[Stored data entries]
· · · · ·

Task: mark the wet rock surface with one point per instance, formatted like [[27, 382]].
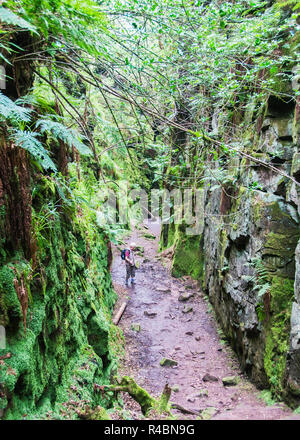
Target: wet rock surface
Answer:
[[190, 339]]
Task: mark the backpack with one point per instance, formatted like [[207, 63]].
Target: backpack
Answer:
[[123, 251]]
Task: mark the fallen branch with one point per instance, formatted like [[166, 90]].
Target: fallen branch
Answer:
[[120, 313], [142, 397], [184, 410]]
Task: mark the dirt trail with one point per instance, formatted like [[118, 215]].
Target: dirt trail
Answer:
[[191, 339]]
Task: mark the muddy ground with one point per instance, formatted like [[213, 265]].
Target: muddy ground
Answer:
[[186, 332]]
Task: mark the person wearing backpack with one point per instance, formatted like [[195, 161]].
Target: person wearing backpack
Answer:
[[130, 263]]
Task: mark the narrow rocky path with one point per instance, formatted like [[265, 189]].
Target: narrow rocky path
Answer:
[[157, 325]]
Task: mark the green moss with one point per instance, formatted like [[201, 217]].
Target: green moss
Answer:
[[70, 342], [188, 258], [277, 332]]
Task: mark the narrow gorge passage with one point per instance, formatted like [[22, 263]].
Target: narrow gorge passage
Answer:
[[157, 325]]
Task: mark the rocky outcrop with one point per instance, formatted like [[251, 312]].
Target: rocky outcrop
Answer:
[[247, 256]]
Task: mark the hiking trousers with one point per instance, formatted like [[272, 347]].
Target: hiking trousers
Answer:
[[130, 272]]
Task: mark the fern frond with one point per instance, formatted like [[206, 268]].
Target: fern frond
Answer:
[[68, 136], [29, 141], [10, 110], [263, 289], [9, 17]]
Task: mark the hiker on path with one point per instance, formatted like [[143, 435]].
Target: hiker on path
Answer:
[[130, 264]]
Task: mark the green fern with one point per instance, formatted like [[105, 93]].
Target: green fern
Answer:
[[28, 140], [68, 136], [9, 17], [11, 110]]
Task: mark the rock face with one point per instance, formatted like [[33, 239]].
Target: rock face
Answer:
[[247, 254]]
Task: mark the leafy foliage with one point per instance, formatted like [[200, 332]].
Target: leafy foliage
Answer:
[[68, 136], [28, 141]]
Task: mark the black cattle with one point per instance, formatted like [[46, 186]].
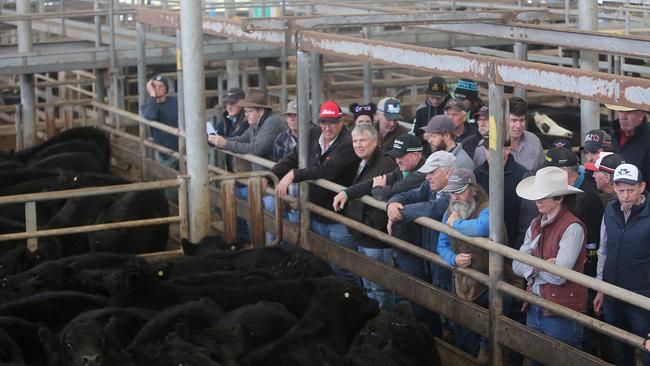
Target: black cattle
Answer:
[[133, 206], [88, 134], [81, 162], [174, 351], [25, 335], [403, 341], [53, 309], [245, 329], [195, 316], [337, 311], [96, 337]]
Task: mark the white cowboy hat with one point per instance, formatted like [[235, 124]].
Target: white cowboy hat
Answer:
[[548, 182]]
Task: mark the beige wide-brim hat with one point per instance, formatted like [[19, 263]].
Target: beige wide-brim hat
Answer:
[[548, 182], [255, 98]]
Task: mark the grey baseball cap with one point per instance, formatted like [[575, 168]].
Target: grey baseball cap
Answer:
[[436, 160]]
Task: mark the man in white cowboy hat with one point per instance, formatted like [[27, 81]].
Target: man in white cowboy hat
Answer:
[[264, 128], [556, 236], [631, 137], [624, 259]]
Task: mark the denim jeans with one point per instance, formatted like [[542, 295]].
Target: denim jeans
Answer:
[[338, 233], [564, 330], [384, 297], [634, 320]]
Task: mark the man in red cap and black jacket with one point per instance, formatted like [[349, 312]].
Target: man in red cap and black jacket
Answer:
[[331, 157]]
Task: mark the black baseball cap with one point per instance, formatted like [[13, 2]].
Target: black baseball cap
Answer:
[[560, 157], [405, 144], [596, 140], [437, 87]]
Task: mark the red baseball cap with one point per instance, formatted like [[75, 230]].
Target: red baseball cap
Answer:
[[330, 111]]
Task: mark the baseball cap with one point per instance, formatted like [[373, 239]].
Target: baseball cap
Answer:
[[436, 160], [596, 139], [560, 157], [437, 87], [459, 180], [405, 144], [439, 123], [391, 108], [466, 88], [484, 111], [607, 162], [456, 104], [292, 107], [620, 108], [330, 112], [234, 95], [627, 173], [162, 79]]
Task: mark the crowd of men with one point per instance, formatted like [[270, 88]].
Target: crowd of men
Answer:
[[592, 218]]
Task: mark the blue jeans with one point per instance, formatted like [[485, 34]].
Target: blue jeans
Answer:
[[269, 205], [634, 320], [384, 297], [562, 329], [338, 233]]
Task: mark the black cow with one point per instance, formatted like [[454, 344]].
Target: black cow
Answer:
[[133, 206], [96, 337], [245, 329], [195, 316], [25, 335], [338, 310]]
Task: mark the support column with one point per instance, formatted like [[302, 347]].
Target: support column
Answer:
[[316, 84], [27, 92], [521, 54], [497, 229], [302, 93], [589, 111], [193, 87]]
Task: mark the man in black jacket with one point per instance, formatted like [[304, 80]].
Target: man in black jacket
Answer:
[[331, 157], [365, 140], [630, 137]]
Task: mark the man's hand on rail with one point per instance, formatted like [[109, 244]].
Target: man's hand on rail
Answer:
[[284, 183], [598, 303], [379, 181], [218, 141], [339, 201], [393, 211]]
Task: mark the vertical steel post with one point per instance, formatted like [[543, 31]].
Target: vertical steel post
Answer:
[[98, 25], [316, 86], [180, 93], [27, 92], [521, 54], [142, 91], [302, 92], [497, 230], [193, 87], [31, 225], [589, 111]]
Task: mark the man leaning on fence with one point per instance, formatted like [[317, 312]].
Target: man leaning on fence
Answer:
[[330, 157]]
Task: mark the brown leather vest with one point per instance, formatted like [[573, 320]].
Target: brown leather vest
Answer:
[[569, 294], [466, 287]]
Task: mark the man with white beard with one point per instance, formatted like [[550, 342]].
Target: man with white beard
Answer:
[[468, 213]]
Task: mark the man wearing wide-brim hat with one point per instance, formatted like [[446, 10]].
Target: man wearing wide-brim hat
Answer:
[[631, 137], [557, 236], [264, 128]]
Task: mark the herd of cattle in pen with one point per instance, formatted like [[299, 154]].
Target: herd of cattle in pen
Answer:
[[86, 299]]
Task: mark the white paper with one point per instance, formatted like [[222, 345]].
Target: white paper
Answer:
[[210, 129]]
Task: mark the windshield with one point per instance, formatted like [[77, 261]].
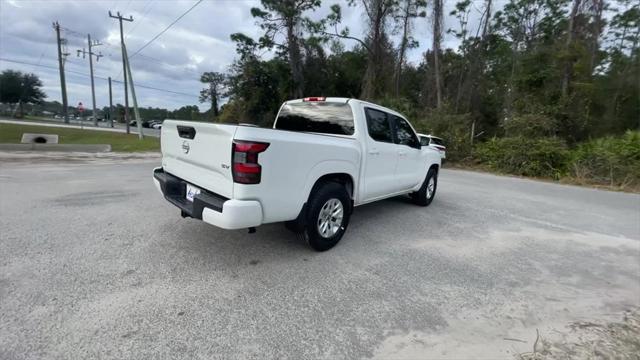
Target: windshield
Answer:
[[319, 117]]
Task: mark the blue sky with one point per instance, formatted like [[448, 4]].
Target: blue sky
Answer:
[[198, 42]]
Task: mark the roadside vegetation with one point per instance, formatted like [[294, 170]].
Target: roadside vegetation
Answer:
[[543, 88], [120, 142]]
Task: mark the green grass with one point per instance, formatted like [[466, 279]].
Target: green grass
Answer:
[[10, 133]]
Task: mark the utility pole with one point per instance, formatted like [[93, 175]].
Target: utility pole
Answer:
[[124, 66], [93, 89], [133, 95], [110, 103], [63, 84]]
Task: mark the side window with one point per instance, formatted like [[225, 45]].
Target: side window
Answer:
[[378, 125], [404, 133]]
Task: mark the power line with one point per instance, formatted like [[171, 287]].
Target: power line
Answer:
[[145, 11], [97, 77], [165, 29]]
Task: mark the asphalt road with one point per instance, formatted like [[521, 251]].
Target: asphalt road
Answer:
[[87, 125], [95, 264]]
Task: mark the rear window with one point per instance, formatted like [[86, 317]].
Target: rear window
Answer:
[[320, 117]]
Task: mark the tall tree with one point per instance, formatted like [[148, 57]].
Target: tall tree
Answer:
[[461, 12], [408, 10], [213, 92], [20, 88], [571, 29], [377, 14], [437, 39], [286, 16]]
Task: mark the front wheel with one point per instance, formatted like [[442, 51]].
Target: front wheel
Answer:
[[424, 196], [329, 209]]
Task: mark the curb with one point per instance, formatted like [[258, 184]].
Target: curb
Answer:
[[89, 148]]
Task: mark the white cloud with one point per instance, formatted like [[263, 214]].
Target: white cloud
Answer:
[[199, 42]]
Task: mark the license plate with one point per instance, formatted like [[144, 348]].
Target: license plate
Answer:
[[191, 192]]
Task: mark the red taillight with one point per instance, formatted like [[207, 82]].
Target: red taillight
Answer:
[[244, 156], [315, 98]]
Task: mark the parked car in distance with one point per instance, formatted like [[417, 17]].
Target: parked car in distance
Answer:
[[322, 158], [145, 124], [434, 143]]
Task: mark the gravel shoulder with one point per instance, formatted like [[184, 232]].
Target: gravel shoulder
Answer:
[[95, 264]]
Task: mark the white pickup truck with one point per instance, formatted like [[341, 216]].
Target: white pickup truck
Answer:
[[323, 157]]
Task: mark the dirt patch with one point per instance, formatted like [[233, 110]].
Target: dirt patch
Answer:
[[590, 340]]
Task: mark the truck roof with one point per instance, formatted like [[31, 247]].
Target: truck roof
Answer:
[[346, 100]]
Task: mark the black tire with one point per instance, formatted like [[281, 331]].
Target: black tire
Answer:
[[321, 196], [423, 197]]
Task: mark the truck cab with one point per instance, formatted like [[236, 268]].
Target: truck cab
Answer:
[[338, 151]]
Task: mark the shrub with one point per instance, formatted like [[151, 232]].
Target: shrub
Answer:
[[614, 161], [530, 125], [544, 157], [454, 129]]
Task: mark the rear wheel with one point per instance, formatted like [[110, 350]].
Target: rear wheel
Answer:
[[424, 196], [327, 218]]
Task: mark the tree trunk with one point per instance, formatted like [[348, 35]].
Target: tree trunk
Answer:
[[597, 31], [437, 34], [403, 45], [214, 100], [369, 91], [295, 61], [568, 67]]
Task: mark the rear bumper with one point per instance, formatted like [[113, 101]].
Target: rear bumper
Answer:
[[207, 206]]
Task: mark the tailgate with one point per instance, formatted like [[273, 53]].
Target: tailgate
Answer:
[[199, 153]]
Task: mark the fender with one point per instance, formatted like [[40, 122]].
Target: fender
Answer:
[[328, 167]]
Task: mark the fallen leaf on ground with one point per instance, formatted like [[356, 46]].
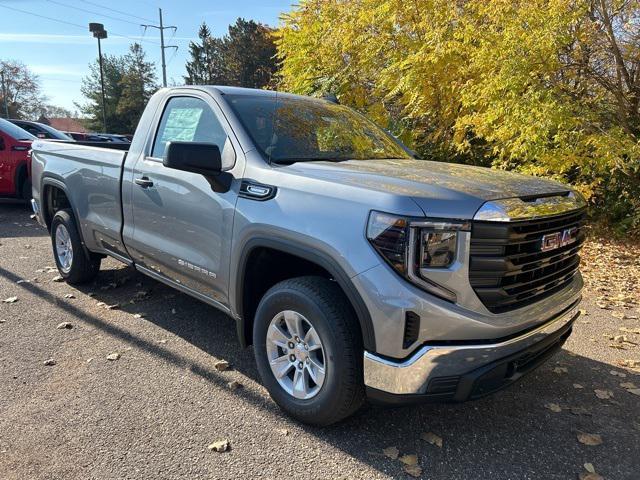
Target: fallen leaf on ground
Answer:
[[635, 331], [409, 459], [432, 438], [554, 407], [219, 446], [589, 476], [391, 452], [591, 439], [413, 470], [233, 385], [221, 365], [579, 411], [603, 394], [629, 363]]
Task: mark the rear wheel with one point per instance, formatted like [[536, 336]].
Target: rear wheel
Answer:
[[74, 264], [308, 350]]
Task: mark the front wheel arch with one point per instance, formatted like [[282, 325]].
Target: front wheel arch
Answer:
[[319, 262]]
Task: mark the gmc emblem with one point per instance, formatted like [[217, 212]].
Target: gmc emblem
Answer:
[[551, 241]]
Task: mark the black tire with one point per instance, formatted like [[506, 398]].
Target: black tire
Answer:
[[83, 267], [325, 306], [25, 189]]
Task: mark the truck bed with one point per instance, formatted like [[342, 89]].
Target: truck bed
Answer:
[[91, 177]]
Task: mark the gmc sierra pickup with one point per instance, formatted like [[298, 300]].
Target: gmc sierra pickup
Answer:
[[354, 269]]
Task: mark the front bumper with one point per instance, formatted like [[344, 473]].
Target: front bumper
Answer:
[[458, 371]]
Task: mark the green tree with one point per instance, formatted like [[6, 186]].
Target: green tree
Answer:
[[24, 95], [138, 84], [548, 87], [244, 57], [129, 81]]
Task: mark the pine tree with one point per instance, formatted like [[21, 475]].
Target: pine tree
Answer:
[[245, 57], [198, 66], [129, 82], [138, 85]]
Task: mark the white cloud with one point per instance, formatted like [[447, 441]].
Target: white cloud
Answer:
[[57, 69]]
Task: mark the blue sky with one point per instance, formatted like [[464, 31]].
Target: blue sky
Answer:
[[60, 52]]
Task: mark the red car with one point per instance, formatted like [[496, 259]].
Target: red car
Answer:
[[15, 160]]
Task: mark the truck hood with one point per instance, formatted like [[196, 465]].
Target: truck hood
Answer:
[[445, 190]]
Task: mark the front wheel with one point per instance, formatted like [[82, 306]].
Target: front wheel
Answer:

· · · · ·

REQUIRED ACTION
Leaving out the pictures, print each line of the records above from the first up to and including the one that contains "Target: fallen branch", exactly as written.

SOLUTION TO THIS TASK
Task: mark the wet rock surface with one point per instance, formatted like [[27, 382]].
Target: wet rock surface
Answer:
[[190, 339]]
Task: mark the backpack with one point per instance, formatted like [[207, 63]].
Target: backpack
Answer:
[[123, 251]]
Task: mark the fallen branch with one point per instance, formatted like [[166, 90]].
Target: fallen branch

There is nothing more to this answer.